▶ [PAGE EXTRACT]
::::

Searching for holding structures
If you are researching a Dutch entity and need to identify the full group, search for both the operating BV and its holding BV separately. The operating BV's Uittreksel will show the holding BV as the main shareholder. Search for the holding BV to identify the natural person behind it — or, if it is itself owned by another entity, continue up the chain. This multi-step lookup is unavoidable without a corporate linkage provider.
Step 2: Create a KVK account and retrieve the Uittreksel
For document access, a KVK account is required. The Uittreksel Handelsregister (Business Register Extract) is the primary KYB document for Dutch entities. At €2.85 for online viewing, it provides: KVK number, RSIN, legal form, share capital, registration dates, SBI codes, current directors with authority levels (independent or joint signing), the main shareholder, and address history. For formal compliance, use the digital certified copy (€9.25) which carries an electronic seal confirming it came from KVK.
Step 3: Check financial filings
Dutch BVs must file annual accounts with KVK within 12 months of the financial year-end. The size of the company determines the disclosure requirement. Micro and small BVs can file simplified publication accounts — balance sheet only, no profit and loss statement. Medium and large companies must file full accounts including the P&L. Filing compliance in the Netherlands is generally good, but holding BVs that have no trading activity often file minimal accounts. Late filing results in strict penalties and can create director liability in bankruptcy proceedings.

::::

▶ [SOURCE EXCERPT]
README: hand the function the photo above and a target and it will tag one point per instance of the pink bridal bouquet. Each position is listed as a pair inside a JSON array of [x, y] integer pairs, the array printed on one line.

::::

▶ [WORK INSTRUCTIONS]
1. In the text on researching Dutch companies above the data, can you turn the paragraph that begins "For document access, a KVK account is required" into a short bulleted list that keeps its main facts?
2. Will you repeat the part of the text on researching Dutch companies between "Step 2: Create" and "came from KVK.", inclusive?
3. Can you write the next part of the text on researching Dutch companies, picking up after its last sentence?

▶ [THE RESULTS]
1.
- Document access requires a KVK account.
- The Uittreksel Handelsregister (Business Register Extract) is the primary KYB document for Dutch entities.
- Online viewing costs €2.85.
- It shows the KVK number, RSIN, legal form, share capital, registration dates, and SBI codes.
- It also lists current directors with their authority levels (independent or joint signing), the main shareholder, and address history.
- For formal compliance, use the digital certified copy (€9.25), which carries an electronic seal confirming it came from KVK.

2.
Step 2: Create a KVK account and retrieve the Uittreksel
For document access, a KVK account is required. The Uittreksel Handelsregister (Business Register Extract) is the primary KYB document for Dutch entities. At €2.85 for online viewing, it provides: KVK number, RSIN, legal form, share capital, registration dates, SBI codes, current directors with authority levels (independent or joint signing), the main shareholder, and address history. For formal compliance, use the digital certified copy (€9.25) which carries an electronic seal confirming it came from KVK.

3.
| Company size (Dutch categories) | Employees | Balance sheet | Turnover | Filing requirement |
|---|---|---|---|---|
| Micro | <10 | <€350K | <€700K | Balance sheet only (simplified) |
| Small | <50 | <€6M | <€12M | Simplified accounts — no P&L required publicly |
| Medium | <250 | <€30M | <€60M | Full accounts — P&L and notes required |
| Large | 250+ | €30M+ | €60M+ | Full accounts + statutory audit required |
Step 4: Check the Centraal Insolventieregister
The Centraal Insolventieregister (CIR) at rechtspraak.nl/Registers publishes all Dutch insolvency proceedings — bankruptcy (faillissement), debt restructuring (surseance van betaling), and natural persons debt settlement (WSNP). It is free and searchable by company name or KVK number. For KYB workflows, a CIR check is essential — a company can appear active in the KVK while simultaneously in bankruptcy proceedings that have not yet been reflected in the Handelsregister status.
Step 5: Trace the ownership chain
The Uittreksel shows the main shareholder. If that shareholder is a holding BV, retrieve the Uittreksel for that entity too. Repeat until you reach a natural person. In a simple two-layer Dutch structure, two Uittreksels resolve the chain. In complex group structures — particularly those with foreign holding companies — this requires cross-border lookups in other jurisdictions' registers. The KVK shareholder register only shows the main shareholder: other shareholders remain in the company's private shareholders' register, not accessible from KVK.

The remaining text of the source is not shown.